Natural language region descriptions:
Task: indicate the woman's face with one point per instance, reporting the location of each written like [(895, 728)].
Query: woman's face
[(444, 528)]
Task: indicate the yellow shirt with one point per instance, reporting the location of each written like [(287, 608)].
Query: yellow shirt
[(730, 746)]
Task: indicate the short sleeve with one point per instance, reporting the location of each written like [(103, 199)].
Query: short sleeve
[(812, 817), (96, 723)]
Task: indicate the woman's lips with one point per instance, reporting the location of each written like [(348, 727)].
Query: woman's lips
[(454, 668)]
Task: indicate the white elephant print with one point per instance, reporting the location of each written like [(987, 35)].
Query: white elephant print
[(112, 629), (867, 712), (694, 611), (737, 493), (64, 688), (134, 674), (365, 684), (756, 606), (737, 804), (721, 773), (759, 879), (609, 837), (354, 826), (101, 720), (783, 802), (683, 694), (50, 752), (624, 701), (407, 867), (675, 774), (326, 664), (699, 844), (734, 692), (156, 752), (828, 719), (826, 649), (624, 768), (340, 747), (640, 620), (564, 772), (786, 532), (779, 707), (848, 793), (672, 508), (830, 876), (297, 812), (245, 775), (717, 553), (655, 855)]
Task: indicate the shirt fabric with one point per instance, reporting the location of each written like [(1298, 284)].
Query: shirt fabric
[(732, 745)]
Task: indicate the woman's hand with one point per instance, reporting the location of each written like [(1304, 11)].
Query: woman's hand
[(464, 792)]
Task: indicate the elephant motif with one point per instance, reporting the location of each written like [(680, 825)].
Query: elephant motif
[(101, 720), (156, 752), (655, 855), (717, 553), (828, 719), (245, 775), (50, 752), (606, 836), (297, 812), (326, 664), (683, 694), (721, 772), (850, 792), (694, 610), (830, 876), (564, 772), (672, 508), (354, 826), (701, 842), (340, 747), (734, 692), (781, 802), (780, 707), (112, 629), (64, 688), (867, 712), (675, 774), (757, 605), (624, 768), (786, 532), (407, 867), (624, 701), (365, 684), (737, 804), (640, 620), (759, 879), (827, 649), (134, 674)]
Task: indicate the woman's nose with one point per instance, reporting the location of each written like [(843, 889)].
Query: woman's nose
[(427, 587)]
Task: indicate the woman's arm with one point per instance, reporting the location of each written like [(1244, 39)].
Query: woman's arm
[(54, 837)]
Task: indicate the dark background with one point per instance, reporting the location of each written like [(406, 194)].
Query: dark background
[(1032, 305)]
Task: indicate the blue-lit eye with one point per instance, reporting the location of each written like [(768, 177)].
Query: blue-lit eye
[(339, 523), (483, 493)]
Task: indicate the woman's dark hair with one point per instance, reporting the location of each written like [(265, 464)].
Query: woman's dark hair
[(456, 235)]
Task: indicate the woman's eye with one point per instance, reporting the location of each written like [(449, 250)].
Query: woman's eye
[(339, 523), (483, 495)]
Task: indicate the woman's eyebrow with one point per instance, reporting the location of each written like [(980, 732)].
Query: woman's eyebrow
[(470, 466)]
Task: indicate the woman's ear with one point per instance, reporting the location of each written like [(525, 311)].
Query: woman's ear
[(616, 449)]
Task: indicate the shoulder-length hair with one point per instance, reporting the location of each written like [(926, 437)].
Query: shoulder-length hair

Your goal:
Reproduce the records above exactly.

Task answer:
Task: indicate the woman's face with one point per instance, reporting the location of each written like [(895, 728)].
Query: woman's face
[(444, 528)]
Task: indicate the yellow shirt with one point per instance, reporting the location of each written like [(287, 608)].
Query: yellow shirt
[(730, 746)]
Task: indicate the short sleeve with one point per instance, reporting the location of each written like [(103, 199)].
Query: short sleeve
[(812, 817), (96, 723)]
Task: indicate the woman's lips with one point per instance, reporting the location of each written like [(348, 727)].
Query: woman's lips
[(454, 668)]
Task: indicate the white elephant print with one point per instance, reporting the location of each written like [(987, 35)].
Query: white elephant print
[(112, 629), (867, 712), (694, 611), (737, 493), (64, 688), (134, 674), (365, 684), (756, 606), (737, 804), (721, 773), (759, 879), (609, 837), (354, 826), (101, 720), (783, 802), (683, 694), (50, 752), (624, 701), (407, 867), (675, 774), (326, 664), (699, 844), (734, 692), (156, 752), (828, 719), (826, 649), (624, 768), (340, 747), (640, 620), (564, 772), (786, 532), (779, 707), (848, 793), (672, 508), (830, 876), (297, 812), (245, 775), (717, 553), (655, 855)]
Task: indicate the shirt fabric with one point per instance, reporting the location of each written like [(1298, 284)].
Query: shirt fabric
[(732, 745)]
Task: indicate the woman's hand with one point per instance, reporting the location of each written like [(1304, 11)].
Query: woman's hand
[(464, 792)]
Task: indicate the elephant motif with one point per instance, reporting the location of each written like [(680, 825)].
Query: elephant motif
[(101, 720), (156, 752), (655, 855), (717, 553), (828, 719), (245, 775), (50, 752), (606, 836), (297, 812), (326, 664), (683, 694), (721, 772), (850, 792), (694, 610), (830, 876), (564, 772), (672, 508), (354, 826), (701, 842), (340, 747), (734, 692), (781, 802), (780, 707), (112, 629), (64, 688), (867, 712), (675, 774), (757, 605), (624, 768), (786, 532), (407, 867), (624, 701), (365, 684), (737, 804), (640, 620), (759, 879), (827, 649), (134, 674)]
Task: indicate the woman's nose with one point per instance, reporting the location of each written like [(843, 889)].
Query: woman's nose
[(427, 587)]
Task: indicate the woman's arm with one point per instance, reporting the location of each written like [(1244, 39)].
Query: woman's arm
[(54, 837)]
Task: indicate the dark background with one point per instance, reporting the location of each written like [(406, 194)].
Query: dark background
[(1032, 305)]
Task: indicate the blue-lit eye with one point per instance, reporting the location of each written like [(768, 177)].
Query: blue-lit eye
[(339, 523), (483, 493)]
Task: indicate the woman's dark hair with one point per instance, reporting the location of each written like [(265, 464)].
Query: woman's dark hair
[(456, 235)]
Task: indicate the woman's eye with one point per instance, reporting the location of each written like [(449, 250)].
Query: woman's eye
[(339, 523), (483, 495)]
Task: indicate the woman's eyebrow with one point per instance, reporting the location of each written like [(980, 732)].
Query: woman's eyebrow
[(470, 466)]
Task: indicate the woman's ear with one point per instance, reporting the location of each written like [(525, 311)].
Query: woman's ear
[(616, 449)]
Task: indicate the shoulder-length hair with one point per instance, reporting the location of each written like [(926, 437)].
Query: shoulder-length hair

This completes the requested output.